**The problem**
Copy each line below without leaving any out.

======== Study material

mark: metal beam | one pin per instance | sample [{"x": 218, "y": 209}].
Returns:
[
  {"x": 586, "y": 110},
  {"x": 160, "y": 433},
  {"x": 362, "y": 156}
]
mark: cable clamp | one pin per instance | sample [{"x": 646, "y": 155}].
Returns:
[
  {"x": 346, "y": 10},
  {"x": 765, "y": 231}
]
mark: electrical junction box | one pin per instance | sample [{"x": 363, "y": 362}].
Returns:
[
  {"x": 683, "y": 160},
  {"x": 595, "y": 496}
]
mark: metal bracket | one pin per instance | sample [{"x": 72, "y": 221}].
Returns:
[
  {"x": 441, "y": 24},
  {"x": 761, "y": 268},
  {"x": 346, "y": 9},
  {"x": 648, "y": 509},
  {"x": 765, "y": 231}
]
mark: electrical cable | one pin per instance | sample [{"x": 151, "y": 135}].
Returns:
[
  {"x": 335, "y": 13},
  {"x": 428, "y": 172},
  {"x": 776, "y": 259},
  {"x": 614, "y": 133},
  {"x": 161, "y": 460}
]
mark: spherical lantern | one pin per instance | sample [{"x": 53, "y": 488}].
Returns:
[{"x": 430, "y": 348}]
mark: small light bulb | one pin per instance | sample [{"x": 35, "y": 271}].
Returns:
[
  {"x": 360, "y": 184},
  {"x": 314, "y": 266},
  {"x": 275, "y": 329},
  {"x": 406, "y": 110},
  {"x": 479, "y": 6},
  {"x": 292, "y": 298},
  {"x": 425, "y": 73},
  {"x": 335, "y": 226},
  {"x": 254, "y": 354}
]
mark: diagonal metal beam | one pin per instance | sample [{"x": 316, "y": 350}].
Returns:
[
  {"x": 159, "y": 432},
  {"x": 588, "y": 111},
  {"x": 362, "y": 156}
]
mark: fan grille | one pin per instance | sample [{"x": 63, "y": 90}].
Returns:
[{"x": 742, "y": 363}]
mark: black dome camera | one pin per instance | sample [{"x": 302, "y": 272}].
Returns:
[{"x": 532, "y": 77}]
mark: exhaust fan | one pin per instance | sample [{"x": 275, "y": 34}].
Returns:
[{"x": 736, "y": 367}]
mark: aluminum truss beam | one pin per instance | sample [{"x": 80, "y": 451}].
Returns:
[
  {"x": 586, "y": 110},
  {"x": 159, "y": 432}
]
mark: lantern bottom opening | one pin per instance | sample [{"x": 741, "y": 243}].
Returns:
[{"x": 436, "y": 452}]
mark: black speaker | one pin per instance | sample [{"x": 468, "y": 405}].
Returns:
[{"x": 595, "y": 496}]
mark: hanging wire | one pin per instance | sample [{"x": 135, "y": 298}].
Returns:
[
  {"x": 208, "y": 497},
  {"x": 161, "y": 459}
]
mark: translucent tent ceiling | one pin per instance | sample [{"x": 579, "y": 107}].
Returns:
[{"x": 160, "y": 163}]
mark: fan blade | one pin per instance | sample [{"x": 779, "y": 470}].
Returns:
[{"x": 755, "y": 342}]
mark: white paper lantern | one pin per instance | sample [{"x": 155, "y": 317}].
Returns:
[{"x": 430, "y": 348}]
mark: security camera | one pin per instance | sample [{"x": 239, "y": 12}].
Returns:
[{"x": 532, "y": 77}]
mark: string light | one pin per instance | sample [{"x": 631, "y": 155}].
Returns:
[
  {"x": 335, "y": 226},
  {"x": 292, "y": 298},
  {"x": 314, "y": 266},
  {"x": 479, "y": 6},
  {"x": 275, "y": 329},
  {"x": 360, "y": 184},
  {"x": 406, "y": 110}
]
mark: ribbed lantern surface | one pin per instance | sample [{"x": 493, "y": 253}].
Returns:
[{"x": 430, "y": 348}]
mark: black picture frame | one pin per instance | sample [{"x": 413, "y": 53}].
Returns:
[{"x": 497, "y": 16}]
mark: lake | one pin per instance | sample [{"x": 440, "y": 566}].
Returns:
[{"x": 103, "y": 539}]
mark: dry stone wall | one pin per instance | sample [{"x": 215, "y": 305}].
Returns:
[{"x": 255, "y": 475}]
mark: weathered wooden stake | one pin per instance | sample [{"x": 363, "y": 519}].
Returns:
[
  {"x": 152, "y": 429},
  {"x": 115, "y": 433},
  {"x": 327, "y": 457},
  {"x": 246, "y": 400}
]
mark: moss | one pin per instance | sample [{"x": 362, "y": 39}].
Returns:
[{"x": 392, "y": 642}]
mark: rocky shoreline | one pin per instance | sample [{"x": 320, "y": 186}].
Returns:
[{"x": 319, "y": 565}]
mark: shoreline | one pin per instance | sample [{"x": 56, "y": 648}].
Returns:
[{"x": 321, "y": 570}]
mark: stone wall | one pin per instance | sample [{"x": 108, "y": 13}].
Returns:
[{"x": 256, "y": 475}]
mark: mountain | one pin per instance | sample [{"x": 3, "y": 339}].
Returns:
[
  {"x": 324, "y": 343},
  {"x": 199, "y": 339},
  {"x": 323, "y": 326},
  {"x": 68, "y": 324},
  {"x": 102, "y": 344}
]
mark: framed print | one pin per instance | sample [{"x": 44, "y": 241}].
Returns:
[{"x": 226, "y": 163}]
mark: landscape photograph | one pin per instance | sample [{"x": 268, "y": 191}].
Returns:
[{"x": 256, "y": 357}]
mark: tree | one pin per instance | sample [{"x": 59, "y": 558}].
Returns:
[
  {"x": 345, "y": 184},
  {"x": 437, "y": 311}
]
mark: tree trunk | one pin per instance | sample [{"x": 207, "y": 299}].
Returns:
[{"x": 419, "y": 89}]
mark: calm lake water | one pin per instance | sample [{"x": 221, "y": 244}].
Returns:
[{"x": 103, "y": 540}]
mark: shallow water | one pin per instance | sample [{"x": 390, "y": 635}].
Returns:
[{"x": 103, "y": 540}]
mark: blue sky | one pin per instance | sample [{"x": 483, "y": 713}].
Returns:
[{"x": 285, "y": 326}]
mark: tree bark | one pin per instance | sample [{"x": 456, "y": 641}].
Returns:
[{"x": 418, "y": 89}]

================

**Output below**
mark: metal beam | one pin per instance | sample [{"x": 218, "y": 209}].
Returns:
[
  {"x": 586, "y": 110},
  {"x": 160, "y": 433},
  {"x": 362, "y": 156}
]
mark: cable clamp | one pin per instance | sample [{"x": 646, "y": 155}].
Returns:
[
  {"x": 346, "y": 10},
  {"x": 765, "y": 231}
]
mark: electrical junction box | one pin per instance | sample [{"x": 363, "y": 362}].
Returns:
[
  {"x": 683, "y": 160},
  {"x": 595, "y": 496}
]
mark: metal bracket | one pin per instance | sample [{"x": 72, "y": 221}].
Returns:
[
  {"x": 441, "y": 24},
  {"x": 761, "y": 268},
  {"x": 346, "y": 9},
  {"x": 648, "y": 509},
  {"x": 765, "y": 231}
]
mark: electrical cable | one pin per instance | sample [{"x": 151, "y": 135}].
Returns:
[
  {"x": 335, "y": 13},
  {"x": 428, "y": 172},
  {"x": 776, "y": 259},
  {"x": 614, "y": 133},
  {"x": 161, "y": 460}
]
mark: spherical lantern | one pin per instance | sample [{"x": 53, "y": 488}].
Returns:
[{"x": 430, "y": 348}]
mark: small light bulb | one pin per instance | sample [{"x": 35, "y": 271}].
Returns:
[
  {"x": 360, "y": 184},
  {"x": 314, "y": 266},
  {"x": 275, "y": 329},
  {"x": 406, "y": 110},
  {"x": 479, "y": 6},
  {"x": 292, "y": 298},
  {"x": 425, "y": 73},
  {"x": 335, "y": 226},
  {"x": 254, "y": 354}
]
mark: diagonal metal beam | one pin per instance | sample [{"x": 316, "y": 350}].
Returns:
[
  {"x": 159, "y": 432},
  {"x": 588, "y": 111},
  {"x": 362, "y": 156}
]
mark: fan grille | one pin per instance | sample [{"x": 63, "y": 90}].
Returns:
[{"x": 742, "y": 363}]
mark: black dome camera | one pin per instance | sample [{"x": 302, "y": 272}].
Returns:
[{"x": 532, "y": 77}]
mark: exhaust fan | one pin per instance | sample [{"x": 275, "y": 34}].
Returns:
[{"x": 736, "y": 367}]
mark: aluminum truss beam | one pin per instance | sample [{"x": 80, "y": 451}].
Returns:
[
  {"x": 586, "y": 110},
  {"x": 159, "y": 432}
]
mark: lantern bottom opening | one pin per instance | sample [{"x": 741, "y": 243}].
Returns:
[{"x": 436, "y": 452}]
mark: black speaker | one pin per instance | sample [{"x": 468, "y": 405}].
Returns:
[{"x": 595, "y": 496}]
mark: hanging wire | one pin per instance | sample [{"x": 135, "y": 298}].
Returns:
[
  {"x": 208, "y": 497},
  {"x": 161, "y": 459}
]
mark: translucent tent ceiling | one pin per instance | sample [{"x": 579, "y": 107}].
Returns:
[{"x": 160, "y": 163}]
mark: fan blade | one pin per instance | sample [{"x": 779, "y": 470}].
Returns:
[{"x": 755, "y": 342}]
mark: white paper lantern | one pin per instance | sample [{"x": 155, "y": 317}].
Returns:
[{"x": 430, "y": 348}]
mark: security camera | one pin per instance | sample [{"x": 239, "y": 12}].
Returns:
[{"x": 532, "y": 77}]
mark: string light | one pin per instance | sample [{"x": 631, "y": 155}].
Returns:
[
  {"x": 335, "y": 226},
  {"x": 292, "y": 298},
  {"x": 314, "y": 266},
  {"x": 479, "y": 6},
  {"x": 275, "y": 329},
  {"x": 360, "y": 184},
  {"x": 406, "y": 110}
]
mark: ribbed lantern surface | one pin per instance | sample [{"x": 493, "y": 253}].
Returns:
[{"x": 430, "y": 348}]
mark: black picture frame | one pin per instance | sample [{"x": 413, "y": 53}].
Returns:
[{"x": 497, "y": 16}]
mark: lake | one pin per instance | sample [{"x": 440, "y": 566}].
Returns:
[{"x": 103, "y": 539}]
mark: dry stone wall | one pin per instance | sample [{"x": 215, "y": 305}].
Returns:
[{"x": 255, "y": 475}]
mark: weathered wooden stake | one pin per instance | sample [{"x": 363, "y": 519}].
Returns:
[
  {"x": 152, "y": 429},
  {"x": 115, "y": 433},
  {"x": 327, "y": 457},
  {"x": 246, "y": 400}
]
mark: moss | one pin per instance | sample [{"x": 362, "y": 39}].
Returns:
[{"x": 392, "y": 642}]
mark: rocky shoreline | one pin per instance | sample [{"x": 320, "y": 186}].
Returns:
[{"x": 319, "y": 565}]
mark: shoreline | one pin per instance | sample [{"x": 56, "y": 648}].
Returns:
[{"x": 321, "y": 570}]
mark: stone wall | one pin per instance | sample [{"x": 108, "y": 13}].
Returns:
[{"x": 256, "y": 475}]
mark: mountain | one pin per instance | sample [{"x": 3, "y": 339}].
Returns:
[
  {"x": 324, "y": 343},
  {"x": 199, "y": 339},
  {"x": 323, "y": 326},
  {"x": 68, "y": 324},
  {"x": 102, "y": 344}
]
mark: framed print | one pin per instance | sample [{"x": 44, "y": 241}].
Returns:
[{"x": 226, "y": 163}]
mark: landscape photograph | one pin per instance | sample [{"x": 268, "y": 191}].
Returns:
[{"x": 256, "y": 357}]
mark: tree | one pin per instance | sample [{"x": 59, "y": 558}].
Returns:
[
  {"x": 345, "y": 184},
  {"x": 437, "y": 311}
]
mark: tree trunk | one pin per instance | sample [{"x": 207, "y": 299}].
Returns:
[{"x": 419, "y": 89}]
mark: calm lake water | one pin per instance | sample [{"x": 221, "y": 244}].
Returns:
[{"x": 103, "y": 540}]
mark: shallow water | one pin per instance | sample [{"x": 390, "y": 635}].
Returns:
[{"x": 103, "y": 540}]
mark: blue sky | one pin per instance | sample [{"x": 483, "y": 713}].
Returns:
[{"x": 285, "y": 326}]
mark: tree bark | one pin per instance | sample [{"x": 456, "y": 641}].
Returns:
[{"x": 418, "y": 89}]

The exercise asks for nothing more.